PROBLEM REQUIREMENTS:
Among the lines below, count those with the word "dirt". Answer with the number only.

--

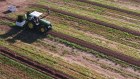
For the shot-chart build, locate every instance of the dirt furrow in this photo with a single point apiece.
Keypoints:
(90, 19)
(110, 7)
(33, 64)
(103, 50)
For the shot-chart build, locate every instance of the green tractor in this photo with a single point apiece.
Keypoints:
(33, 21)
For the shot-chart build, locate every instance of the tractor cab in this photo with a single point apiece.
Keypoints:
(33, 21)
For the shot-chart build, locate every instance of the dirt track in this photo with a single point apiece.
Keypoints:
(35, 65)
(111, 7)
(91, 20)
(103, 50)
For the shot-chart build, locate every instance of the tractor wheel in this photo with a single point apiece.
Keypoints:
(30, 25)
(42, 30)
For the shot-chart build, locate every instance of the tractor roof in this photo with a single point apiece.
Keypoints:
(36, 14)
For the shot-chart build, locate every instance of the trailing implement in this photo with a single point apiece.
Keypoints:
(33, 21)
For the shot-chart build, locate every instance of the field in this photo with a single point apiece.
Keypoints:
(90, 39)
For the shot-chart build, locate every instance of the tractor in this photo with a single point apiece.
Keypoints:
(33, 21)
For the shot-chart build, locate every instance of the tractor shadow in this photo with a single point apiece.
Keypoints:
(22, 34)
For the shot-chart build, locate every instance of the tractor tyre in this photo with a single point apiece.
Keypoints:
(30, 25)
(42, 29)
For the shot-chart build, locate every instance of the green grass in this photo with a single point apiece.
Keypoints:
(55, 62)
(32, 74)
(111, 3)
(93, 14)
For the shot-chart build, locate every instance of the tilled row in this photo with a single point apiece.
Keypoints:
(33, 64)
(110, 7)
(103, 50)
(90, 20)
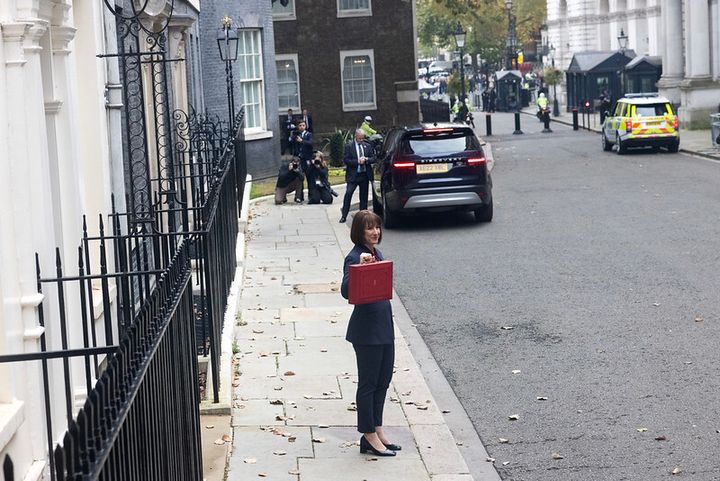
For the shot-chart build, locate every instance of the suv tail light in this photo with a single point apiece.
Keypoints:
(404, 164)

--

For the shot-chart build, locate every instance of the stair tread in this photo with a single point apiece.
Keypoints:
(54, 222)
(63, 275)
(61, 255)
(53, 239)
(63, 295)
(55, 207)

--

SOLVED PROBLEM:
2